• [Data supplied]
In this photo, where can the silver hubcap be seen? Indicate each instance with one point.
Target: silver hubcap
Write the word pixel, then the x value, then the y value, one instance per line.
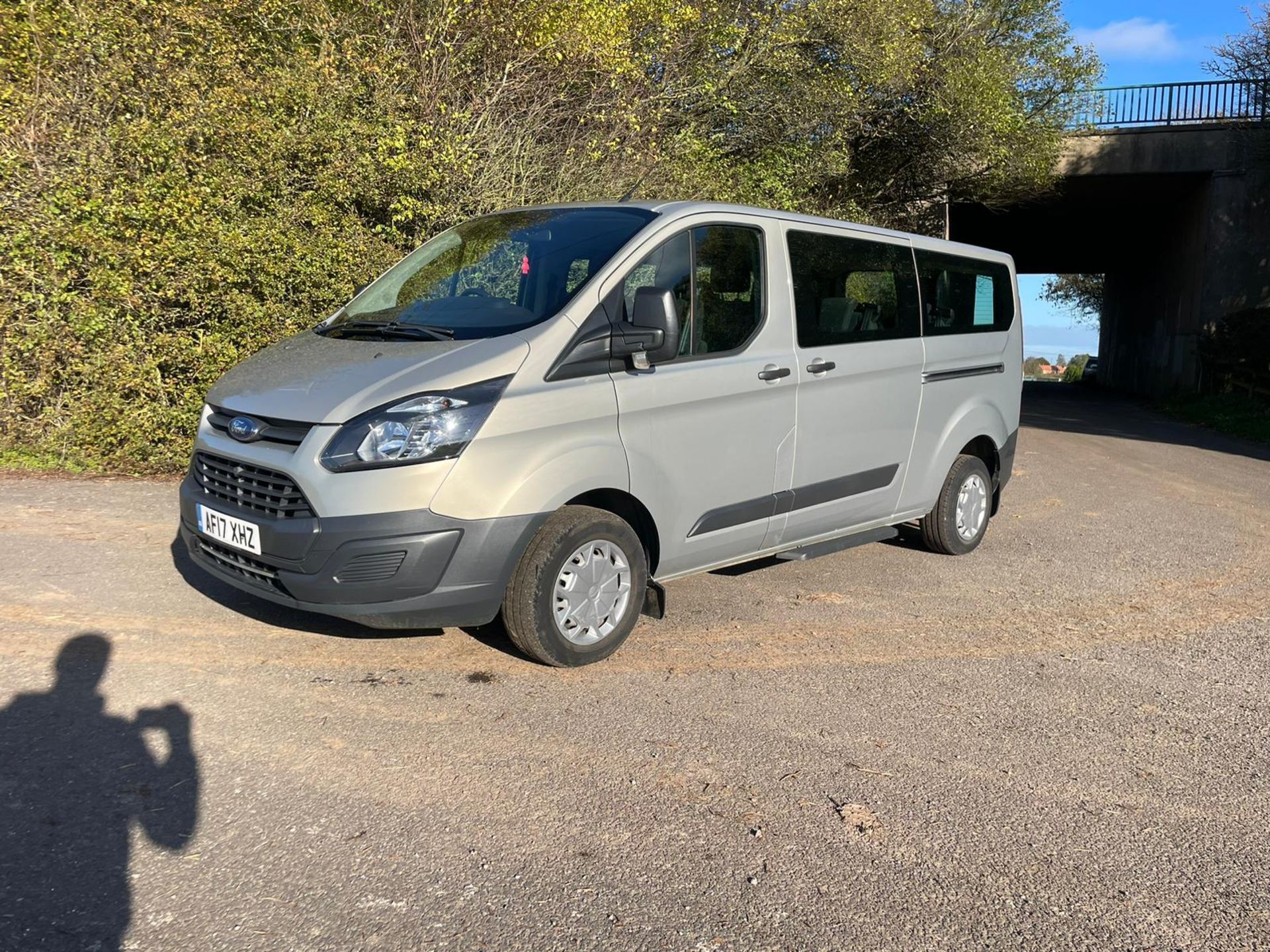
pixel 592 592
pixel 972 507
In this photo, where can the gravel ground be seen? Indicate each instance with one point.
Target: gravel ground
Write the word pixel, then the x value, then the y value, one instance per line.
pixel 1058 742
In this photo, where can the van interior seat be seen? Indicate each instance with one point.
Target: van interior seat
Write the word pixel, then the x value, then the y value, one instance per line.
pixel 730 310
pixel 839 315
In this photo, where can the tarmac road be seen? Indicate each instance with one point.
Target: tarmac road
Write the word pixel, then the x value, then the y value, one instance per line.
pixel 1060 742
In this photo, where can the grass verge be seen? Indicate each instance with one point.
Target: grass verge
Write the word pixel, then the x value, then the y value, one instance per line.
pixel 1234 414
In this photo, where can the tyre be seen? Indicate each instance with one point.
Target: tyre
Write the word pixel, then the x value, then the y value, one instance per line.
pixel 577 592
pixel 959 520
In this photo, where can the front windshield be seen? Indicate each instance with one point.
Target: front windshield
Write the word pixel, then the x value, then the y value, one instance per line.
pixel 491 276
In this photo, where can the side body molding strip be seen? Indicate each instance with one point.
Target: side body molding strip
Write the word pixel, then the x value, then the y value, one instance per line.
pixel 937 376
pixel 788 500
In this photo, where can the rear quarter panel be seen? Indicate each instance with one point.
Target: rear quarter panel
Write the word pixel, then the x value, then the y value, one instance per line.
pixel 955 412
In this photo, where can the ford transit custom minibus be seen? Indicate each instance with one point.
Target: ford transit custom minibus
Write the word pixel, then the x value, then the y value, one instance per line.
pixel 548 413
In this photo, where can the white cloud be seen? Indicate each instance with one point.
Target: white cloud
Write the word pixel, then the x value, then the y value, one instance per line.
pixel 1137 38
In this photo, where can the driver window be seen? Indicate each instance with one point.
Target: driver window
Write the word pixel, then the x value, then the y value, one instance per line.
pixel 716 276
pixel 668 266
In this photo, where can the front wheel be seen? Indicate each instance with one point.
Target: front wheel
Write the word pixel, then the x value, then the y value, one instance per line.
pixel 959 520
pixel 575 594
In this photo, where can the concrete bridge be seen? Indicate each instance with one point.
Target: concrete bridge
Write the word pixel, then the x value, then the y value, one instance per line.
pixel 1166 190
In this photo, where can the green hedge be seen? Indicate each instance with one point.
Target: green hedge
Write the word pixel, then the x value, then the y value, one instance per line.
pixel 185 183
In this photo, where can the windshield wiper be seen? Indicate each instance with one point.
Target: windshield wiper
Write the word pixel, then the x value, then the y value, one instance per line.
pixel 392 329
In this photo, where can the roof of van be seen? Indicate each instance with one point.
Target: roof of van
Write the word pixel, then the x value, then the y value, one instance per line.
pixel 679 208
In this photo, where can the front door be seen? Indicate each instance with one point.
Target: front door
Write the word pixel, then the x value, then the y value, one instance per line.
pixel 859 358
pixel 705 433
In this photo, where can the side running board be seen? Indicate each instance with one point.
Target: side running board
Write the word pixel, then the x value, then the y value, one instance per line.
pixel 839 545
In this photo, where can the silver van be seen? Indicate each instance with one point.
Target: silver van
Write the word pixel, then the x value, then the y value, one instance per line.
pixel 548 413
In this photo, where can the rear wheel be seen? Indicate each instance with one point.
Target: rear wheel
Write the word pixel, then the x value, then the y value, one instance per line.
pixel 959 520
pixel 575 594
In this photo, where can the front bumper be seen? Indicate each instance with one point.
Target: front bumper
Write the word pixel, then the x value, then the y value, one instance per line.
pixel 386 571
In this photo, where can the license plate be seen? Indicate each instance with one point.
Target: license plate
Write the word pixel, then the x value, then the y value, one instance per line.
pixel 228 530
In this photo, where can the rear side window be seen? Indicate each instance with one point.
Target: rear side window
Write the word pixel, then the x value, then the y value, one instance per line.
pixel 849 291
pixel 964 295
pixel 716 276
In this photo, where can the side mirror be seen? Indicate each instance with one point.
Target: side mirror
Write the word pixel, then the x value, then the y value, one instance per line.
pixel 653 333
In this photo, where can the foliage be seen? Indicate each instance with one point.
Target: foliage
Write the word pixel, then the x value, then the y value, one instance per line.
pixel 1081 295
pixel 185 182
pixel 1076 368
pixel 1235 414
pixel 1246 55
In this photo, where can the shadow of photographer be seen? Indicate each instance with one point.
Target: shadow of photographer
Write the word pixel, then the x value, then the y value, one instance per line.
pixel 73 781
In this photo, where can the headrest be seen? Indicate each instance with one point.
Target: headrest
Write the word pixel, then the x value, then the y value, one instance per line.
pixel 732 262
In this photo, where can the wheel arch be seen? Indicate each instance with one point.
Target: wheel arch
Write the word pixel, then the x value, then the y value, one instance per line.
pixel 977 428
pixel 630 509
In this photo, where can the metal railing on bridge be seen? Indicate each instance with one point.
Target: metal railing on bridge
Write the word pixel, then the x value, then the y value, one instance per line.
pixel 1174 104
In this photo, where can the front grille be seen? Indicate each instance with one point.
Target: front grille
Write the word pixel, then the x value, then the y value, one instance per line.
pixel 243 565
pixel 374 567
pixel 288 433
pixel 251 487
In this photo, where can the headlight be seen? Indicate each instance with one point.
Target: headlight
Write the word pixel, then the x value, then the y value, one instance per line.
pixel 413 430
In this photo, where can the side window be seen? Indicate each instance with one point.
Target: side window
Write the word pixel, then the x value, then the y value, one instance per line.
pixel 716 276
pixel 728 291
pixel 964 295
pixel 668 266
pixel 849 291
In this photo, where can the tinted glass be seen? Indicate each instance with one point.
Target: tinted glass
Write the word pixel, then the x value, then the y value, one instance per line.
pixel 497 274
pixel 964 295
pixel 716 276
pixel 849 291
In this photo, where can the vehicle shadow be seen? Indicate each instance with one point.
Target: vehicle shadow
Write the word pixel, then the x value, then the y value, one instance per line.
pixel 1096 412
pixel 492 635
pixel 74 782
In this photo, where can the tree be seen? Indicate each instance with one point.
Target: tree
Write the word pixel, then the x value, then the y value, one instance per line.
pixel 1076 368
pixel 1081 295
pixel 183 183
pixel 1246 56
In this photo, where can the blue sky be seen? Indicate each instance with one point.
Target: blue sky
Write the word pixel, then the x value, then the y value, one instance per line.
pixel 1138 42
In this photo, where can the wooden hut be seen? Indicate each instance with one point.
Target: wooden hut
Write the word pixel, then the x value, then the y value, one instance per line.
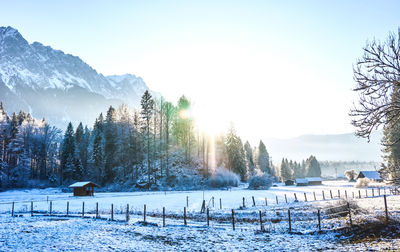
pixel 85 188
pixel 371 175
pixel 301 182
pixel 314 180
pixel 289 182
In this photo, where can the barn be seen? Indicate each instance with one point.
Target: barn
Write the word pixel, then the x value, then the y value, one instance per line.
pixel 301 182
pixel 85 188
pixel 371 175
pixel 314 180
pixel 289 182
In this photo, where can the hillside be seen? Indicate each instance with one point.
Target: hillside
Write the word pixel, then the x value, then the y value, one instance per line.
pixel 52 84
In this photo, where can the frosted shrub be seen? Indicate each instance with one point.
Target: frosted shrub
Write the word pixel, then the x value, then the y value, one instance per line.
pixel 260 182
pixel 362 182
pixel 224 178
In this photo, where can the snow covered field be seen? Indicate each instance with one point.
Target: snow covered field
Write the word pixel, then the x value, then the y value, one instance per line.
pixel 42 233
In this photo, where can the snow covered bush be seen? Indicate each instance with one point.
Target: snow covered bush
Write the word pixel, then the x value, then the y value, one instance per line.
pixel 224 178
pixel 362 182
pixel 260 182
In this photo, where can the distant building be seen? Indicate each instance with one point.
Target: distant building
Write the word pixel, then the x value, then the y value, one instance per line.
pixel 314 180
pixel 371 175
pixel 289 182
pixel 301 182
pixel 309 181
pixel 84 188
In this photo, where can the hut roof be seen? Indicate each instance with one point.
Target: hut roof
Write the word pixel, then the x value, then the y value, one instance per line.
pixel 314 179
pixel 82 184
pixel 301 181
pixel 370 175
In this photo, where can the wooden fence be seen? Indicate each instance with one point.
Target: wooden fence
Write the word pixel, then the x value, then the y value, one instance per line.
pixel 269 219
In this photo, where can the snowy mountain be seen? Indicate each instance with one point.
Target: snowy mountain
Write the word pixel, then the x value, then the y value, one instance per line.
pixel 49 83
pixel 343 147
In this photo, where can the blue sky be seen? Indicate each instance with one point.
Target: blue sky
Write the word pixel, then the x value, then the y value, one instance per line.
pixel 274 68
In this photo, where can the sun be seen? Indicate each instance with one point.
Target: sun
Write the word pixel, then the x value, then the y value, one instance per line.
pixel 211 122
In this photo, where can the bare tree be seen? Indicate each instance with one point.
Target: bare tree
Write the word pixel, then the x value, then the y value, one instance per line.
pixel 377 75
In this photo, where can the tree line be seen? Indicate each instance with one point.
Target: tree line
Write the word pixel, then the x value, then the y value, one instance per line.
pixel 377 77
pixel 136 146
pixel 289 170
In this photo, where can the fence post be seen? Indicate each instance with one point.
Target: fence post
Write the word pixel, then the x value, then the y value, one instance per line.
pixel 233 219
pixel 184 216
pixel 112 212
pixel 83 209
pixel 144 213
pixel 386 212
pixel 208 217
pixel 127 213
pixel 319 219
pixel 163 216
pixel 351 221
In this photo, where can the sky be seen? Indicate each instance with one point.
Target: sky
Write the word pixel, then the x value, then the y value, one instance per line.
pixel 274 68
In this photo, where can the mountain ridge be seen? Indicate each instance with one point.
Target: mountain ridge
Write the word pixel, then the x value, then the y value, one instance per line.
pixel 340 147
pixel 56 85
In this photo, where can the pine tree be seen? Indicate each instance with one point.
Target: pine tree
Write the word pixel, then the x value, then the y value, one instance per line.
pixel 285 171
pixel 110 139
pixel 263 158
pixel 236 154
pixel 249 159
pixel 98 148
pixel 80 149
pixel 146 114
pixel 68 154
pixel 169 111
pixel 313 168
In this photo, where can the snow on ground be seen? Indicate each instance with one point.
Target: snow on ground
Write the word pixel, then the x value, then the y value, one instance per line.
pixel 52 233
pixel 173 201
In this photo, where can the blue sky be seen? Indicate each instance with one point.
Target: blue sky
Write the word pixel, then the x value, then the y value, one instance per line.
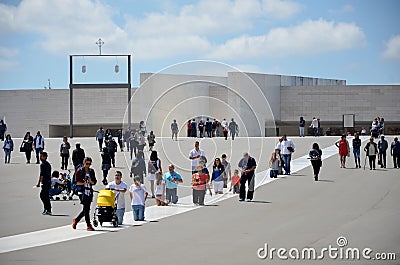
pixel 358 41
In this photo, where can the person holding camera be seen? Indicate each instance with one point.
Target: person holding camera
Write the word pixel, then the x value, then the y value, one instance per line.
pixel 84 179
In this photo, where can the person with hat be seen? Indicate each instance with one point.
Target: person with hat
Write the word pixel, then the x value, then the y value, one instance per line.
pixel 247 166
pixel 382 148
pixel 78 155
pixel 200 182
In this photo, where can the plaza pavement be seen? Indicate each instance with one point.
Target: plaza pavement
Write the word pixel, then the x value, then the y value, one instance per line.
pixel 293 211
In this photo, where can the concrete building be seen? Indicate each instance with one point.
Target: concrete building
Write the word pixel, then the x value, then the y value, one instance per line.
pixel 262 104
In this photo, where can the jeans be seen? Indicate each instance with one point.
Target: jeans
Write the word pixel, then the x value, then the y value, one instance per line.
pixel 372 161
pixel 250 179
pixel 100 143
pixel 286 161
pixel 38 150
pixel 44 196
pixel 120 215
pixel 86 201
pixel 301 131
pixel 357 158
pixel 171 195
pixel 382 157
pixel 7 155
pixel 138 212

• [Work order] Leave the pictures out. Output, exactly, the lines of the material above starting at the line containing "Target: side window" and ending at the line containing "Target: hillside".

• [Response]
Target: side window
Write the word pixel, then the x value, then the y value, one instance per line.
pixel 716 276
pixel 728 291
pixel 964 295
pixel 668 266
pixel 849 291
In this photo, where can the tinted glass be seen? Indicate each instance with one point.
Target: tinted glass
Write the word pixel, then the x value, then the y value, one instance per line.
pixel 497 274
pixel 964 295
pixel 716 276
pixel 849 291
In this photo, where can the vehicle shadow be seen? Indicate each instance with one point.
Target: vehicle shadow
Write the word pixel, then the x value, then the y value, one instance per line.
pixel 1096 412
pixel 492 635
pixel 74 782
In this photo, where can the tree be seen? Indicate each instance with one point.
Target: tree
Write the word pixel, then the x value, then the y value, one instance per line.
pixel 1076 368
pixel 1081 295
pixel 183 183
pixel 1246 56
In this photo, where can the blue sky be seen? Indicate each instance with one point.
Target: blue sky
Write the word pixel, then the x value, then the y value, one instance per line.
pixel 1138 42
In this photo, where can the wooden hut be seen? Indicate each instance with one point.
Target: wooden hut
Write the word pixel, then the x value, then the y value, one instance per line.
pixel 85 188
pixel 371 175
pixel 301 182
pixel 314 180
pixel 289 182
In this photo, where can the barn be seen? Indicate each instance with one point.
Target: barn
Write the word pixel, then the x value, then the y value, one instance per line.
pixel 301 182
pixel 85 188
pixel 371 175
pixel 314 180
pixel 289 182
In this photo, where can the hillside be seen? Indicate each instance with one point.
Target: hillside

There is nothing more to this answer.